> [Object point labels]
──────────

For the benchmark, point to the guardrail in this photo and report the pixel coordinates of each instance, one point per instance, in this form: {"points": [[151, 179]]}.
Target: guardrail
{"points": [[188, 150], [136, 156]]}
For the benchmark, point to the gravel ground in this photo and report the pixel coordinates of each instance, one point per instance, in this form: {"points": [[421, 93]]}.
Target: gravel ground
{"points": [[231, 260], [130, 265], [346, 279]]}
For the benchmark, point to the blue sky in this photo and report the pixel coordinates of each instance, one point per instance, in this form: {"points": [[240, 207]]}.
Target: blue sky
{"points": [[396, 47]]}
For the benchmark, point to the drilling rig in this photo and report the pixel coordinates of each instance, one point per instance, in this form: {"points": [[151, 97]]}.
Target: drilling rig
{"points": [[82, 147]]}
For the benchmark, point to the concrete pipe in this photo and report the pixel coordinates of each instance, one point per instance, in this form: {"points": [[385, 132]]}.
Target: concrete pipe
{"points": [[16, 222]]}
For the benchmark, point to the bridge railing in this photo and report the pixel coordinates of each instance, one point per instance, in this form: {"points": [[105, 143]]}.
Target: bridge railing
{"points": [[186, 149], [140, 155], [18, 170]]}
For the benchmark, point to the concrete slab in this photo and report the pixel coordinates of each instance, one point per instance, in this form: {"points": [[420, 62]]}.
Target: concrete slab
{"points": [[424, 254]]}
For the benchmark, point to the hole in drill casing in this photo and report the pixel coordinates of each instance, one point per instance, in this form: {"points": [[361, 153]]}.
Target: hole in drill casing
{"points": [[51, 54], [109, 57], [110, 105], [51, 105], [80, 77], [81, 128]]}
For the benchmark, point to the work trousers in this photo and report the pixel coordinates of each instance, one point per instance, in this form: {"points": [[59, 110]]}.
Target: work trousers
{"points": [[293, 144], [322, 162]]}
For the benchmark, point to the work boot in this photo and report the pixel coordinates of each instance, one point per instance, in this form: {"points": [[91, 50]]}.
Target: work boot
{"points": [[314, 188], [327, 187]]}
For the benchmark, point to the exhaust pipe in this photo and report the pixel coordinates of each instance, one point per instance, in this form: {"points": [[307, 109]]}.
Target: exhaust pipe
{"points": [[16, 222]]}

──────────

> [Exercise objective] Write out all the rows again, switching each "pixel coordinates" to "image coordinates" and leaving everything else unchanged.

> [Reply to the exercise]
For the benchmark, point to the guardrail in this photo and report the image coordinates of each instance, one point per instance, in this form: {"points": [[151, 179]]}.
Target: guardrail
{"points": [[188, 150], [136, 156]]}
For the benchmark, point to the gravel ground in this photo and report the image coordinates of each instance, one point per instance, in this form: {"points": [[421, 93]]}.
Target: gravel ground
{"points": [[231, 260], [130, 265], [346, 279]]}
For the benchmark, point to the blue sky in this photo and report the image coordinates of each instance, one point per instance, in this form: {"points": [[240, 207]]}.
Target: blue sky
{"points": [[396, 47]]}
For the benchmark, point to the drilling rig in this photo and report the image coordinates of each instance, one point per instance, in this form: {"points": [[151, 97]]}.
Target: drilling rig
{"points": [[82, 147]]}
For the benchmark, point to the concrete pipe in this photo and report the image coordinates of each instance, one point per instance, in this form: {"points": [[385, 132]]}.
Target: concrete pipe
{"points": [[16, 222]]}
For the benchmark, point to the bridge railing in this photo and report the image coordinates of each instance, one point per instance, in this form: {"points": [[105, 143]]}.
Target: bridge railing
{"points": [[186, 149], [140, 155], [18, 170]]}
For the benchmark, point to the concrete slab in this photo and report the image coordinates of each instance, one point per instance, in this form: {"points": [[420, 62]]}.
Target: concrete slab
{"points": [[424, 254]]}
For the benchmark, point to the hole in drill casing in this photo and report the image coordinates of each instance, one point per instance, in this form: {"points": [[361, 153]]}.
Target: hole in drill casing
{"points": [[51, 54], [109, 57], [110, 105], [51, 105], [80, 77], [81, 128]]}
For the benchmark, point to the work trousers in this photo and report the image coordinates of each instance, one point per instance, in this form: {"points": [[59, 110]]}.
Target: work trousers
{"points": [[293, 144], [322, 162]]}
For the benchmark, point to the work boot in this photo and report the image coordinates of each instance, one point per instance, in this form: {"points": [[91, 50]]}.
Target: work boot
{"points": [[314, 188], [327, 187]]}
For the benchmark, point to the exhaust pipe in this photo and report the image coordinates of each instance, one point per instance, in this form: {"points": [[307, 109]]}.
Target: exhaust pipe
{"points": [[16, 222]]}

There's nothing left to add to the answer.